Please report every line in the items below that contains the word "shirt", copying each such line in full. Case counts.

··· PROVIDED DATA

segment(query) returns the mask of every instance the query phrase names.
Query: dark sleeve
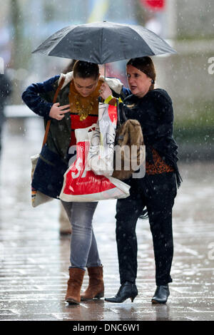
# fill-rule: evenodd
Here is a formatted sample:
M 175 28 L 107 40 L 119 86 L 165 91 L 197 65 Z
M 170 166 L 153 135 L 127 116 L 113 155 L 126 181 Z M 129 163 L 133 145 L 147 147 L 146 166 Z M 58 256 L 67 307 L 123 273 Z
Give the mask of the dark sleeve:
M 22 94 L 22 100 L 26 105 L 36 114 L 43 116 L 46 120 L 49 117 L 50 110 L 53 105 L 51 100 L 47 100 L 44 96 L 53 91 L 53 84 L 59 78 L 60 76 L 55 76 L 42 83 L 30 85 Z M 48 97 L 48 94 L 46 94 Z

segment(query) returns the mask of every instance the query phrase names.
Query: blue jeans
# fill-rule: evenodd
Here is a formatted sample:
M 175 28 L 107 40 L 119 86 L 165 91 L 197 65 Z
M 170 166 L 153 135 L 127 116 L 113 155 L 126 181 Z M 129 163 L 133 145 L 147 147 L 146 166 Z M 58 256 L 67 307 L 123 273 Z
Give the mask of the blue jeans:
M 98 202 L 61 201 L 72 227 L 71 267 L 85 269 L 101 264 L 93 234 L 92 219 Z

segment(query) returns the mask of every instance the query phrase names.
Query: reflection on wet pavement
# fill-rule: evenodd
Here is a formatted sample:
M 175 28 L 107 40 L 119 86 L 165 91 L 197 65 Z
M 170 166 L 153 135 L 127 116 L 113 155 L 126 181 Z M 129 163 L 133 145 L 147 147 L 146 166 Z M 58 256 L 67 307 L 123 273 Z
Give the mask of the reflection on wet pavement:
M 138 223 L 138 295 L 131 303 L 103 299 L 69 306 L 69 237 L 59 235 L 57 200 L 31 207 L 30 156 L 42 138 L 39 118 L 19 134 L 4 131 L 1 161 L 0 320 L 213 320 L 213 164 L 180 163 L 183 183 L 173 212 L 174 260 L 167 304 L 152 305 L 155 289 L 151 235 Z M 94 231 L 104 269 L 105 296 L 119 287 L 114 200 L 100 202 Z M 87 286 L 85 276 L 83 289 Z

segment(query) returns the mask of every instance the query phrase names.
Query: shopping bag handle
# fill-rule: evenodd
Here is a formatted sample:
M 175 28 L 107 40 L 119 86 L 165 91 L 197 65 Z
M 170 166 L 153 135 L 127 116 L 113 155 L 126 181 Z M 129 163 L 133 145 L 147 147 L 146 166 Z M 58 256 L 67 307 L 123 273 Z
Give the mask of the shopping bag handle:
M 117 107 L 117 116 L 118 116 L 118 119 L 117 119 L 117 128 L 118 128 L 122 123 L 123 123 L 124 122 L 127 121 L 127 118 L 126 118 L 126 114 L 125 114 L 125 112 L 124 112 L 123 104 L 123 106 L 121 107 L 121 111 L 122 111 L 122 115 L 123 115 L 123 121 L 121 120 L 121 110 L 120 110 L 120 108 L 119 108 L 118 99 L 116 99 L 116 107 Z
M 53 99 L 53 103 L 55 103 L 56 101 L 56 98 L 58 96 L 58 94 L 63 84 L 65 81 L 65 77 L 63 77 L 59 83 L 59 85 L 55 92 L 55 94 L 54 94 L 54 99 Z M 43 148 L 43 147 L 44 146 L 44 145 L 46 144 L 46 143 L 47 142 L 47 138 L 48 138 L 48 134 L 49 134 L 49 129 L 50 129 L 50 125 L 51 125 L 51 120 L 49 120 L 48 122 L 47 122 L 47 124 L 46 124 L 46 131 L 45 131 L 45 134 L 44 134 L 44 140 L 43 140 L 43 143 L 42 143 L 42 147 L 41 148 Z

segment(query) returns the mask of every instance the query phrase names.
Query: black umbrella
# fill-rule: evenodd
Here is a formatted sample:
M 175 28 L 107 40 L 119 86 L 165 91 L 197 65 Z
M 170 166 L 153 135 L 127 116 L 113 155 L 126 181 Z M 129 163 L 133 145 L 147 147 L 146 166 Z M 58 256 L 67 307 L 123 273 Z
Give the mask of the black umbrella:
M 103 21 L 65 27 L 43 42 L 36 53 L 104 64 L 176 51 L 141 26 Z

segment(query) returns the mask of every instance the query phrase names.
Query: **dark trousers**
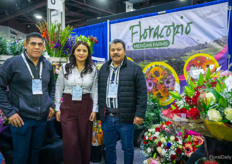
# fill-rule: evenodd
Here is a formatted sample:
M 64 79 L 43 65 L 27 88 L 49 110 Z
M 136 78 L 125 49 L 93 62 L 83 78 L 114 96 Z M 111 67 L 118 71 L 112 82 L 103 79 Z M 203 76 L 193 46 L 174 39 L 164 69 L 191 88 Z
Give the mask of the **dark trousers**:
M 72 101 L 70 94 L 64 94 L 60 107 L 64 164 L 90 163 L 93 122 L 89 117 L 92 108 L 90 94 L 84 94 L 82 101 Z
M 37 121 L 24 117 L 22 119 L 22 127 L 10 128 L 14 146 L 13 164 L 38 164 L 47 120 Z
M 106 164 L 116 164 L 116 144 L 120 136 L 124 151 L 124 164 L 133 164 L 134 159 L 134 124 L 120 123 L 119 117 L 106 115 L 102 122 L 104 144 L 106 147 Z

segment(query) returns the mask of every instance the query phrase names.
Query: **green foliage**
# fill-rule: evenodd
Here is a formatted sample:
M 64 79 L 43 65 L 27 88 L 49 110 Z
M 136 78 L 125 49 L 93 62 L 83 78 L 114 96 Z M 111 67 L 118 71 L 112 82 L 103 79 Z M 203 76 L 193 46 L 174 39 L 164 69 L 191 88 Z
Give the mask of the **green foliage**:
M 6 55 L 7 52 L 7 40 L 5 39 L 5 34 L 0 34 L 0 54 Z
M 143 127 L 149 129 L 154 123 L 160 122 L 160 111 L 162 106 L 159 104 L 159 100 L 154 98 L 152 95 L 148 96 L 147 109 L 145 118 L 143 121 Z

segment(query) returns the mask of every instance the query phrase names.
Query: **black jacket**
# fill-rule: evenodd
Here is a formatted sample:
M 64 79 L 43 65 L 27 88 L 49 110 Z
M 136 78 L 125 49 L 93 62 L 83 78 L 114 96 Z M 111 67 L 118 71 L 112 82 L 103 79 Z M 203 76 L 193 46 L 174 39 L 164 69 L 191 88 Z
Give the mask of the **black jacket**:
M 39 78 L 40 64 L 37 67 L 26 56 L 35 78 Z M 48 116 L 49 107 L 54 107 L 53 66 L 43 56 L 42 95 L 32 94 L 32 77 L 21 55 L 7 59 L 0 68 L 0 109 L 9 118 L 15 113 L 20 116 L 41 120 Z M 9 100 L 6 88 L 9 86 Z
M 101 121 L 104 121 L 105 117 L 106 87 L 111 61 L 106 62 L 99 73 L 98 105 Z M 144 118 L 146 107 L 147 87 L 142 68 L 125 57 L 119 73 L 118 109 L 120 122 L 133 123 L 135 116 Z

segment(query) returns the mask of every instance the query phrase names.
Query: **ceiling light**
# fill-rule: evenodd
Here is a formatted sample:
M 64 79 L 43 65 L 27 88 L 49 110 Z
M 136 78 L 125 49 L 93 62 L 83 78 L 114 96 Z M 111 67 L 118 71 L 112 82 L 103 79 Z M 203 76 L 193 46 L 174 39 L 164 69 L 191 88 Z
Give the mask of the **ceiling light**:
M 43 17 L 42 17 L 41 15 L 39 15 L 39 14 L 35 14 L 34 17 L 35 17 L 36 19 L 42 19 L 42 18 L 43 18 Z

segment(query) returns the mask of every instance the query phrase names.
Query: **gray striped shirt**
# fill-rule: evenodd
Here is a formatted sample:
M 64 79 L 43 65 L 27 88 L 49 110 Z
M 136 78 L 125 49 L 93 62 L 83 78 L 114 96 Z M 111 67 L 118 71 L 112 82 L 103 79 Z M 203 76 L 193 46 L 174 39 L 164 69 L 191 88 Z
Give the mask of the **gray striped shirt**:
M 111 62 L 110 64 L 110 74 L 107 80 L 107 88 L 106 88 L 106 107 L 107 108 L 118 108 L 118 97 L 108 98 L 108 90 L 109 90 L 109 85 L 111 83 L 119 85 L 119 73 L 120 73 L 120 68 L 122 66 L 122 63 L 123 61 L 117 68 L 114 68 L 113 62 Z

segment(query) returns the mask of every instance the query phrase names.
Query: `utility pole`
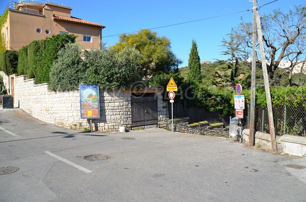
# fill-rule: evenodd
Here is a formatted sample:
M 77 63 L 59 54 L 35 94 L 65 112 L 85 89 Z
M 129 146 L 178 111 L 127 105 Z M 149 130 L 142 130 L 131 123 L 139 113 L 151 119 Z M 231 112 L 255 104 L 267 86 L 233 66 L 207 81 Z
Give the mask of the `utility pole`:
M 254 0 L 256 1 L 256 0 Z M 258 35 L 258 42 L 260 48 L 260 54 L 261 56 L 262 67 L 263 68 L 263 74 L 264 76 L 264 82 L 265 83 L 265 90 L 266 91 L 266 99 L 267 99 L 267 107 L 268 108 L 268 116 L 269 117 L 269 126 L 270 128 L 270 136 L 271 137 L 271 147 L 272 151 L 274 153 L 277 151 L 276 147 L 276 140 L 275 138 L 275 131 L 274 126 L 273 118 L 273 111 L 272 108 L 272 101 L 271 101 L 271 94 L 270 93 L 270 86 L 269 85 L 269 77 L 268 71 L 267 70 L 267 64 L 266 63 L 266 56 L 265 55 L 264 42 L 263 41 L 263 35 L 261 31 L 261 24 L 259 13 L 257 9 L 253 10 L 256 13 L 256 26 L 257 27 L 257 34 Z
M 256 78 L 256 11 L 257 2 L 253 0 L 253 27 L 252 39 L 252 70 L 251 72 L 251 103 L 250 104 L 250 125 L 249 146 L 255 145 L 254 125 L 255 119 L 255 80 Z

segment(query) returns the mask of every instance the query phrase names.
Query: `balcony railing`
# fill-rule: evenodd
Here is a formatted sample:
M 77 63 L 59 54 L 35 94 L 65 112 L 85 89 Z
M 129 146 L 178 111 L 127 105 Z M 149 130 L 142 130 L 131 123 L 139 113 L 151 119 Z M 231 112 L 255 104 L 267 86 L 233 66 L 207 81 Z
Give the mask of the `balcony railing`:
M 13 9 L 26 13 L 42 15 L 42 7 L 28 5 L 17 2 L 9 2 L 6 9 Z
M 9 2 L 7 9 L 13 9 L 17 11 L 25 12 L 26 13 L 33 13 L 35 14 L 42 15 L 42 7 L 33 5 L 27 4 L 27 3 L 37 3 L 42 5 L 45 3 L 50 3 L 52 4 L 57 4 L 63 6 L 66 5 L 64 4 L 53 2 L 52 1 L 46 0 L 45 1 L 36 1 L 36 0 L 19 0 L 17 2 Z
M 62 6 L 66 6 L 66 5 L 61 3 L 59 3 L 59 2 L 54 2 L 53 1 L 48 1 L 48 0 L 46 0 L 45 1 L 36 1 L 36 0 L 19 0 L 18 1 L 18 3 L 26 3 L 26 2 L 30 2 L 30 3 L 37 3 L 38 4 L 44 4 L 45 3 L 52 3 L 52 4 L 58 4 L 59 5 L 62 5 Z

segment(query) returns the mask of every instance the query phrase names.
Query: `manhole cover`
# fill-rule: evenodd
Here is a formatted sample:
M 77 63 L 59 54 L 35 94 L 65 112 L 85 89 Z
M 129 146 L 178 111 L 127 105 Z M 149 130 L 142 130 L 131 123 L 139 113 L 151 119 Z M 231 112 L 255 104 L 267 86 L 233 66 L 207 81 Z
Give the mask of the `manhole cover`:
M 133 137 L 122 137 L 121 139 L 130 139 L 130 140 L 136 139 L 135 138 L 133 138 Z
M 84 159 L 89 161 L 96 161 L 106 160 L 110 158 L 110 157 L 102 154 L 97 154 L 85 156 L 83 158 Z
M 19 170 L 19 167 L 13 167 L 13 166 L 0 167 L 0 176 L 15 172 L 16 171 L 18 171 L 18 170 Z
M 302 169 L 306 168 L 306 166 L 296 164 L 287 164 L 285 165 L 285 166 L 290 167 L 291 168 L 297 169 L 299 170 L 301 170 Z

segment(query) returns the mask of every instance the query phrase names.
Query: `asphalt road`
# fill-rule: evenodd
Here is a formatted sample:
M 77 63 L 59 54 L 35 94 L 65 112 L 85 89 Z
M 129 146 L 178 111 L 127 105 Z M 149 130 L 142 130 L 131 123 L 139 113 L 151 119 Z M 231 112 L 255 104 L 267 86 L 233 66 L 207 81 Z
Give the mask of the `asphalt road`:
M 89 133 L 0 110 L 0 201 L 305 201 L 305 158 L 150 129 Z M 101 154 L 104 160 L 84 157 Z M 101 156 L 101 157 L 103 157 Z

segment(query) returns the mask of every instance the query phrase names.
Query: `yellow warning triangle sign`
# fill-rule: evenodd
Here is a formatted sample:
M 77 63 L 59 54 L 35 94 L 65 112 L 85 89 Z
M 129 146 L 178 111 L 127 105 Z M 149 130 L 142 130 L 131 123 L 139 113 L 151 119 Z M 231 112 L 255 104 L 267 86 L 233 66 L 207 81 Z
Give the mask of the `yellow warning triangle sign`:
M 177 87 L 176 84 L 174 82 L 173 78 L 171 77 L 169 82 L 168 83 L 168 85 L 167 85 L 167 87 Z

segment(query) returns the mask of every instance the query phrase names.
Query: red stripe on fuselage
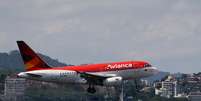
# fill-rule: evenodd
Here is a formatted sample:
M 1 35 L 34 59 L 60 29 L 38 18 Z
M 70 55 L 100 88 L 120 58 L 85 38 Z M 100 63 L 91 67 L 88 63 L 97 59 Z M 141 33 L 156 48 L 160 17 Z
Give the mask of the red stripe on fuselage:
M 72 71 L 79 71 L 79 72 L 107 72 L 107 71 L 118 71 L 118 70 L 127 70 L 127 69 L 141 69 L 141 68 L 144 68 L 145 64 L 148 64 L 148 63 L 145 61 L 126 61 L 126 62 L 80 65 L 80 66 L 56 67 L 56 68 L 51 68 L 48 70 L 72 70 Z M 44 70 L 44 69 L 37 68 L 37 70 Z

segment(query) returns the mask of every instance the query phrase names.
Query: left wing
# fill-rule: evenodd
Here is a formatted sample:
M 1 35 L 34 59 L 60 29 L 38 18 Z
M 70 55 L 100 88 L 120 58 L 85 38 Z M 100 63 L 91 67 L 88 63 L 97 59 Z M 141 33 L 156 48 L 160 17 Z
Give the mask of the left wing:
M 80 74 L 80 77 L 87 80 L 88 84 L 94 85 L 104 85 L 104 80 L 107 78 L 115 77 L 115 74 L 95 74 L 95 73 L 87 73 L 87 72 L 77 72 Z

······

(SOLUTION TO THIS TASK):
Query: **gray striped shirt**
Give the mask of the **gray striped shirt**:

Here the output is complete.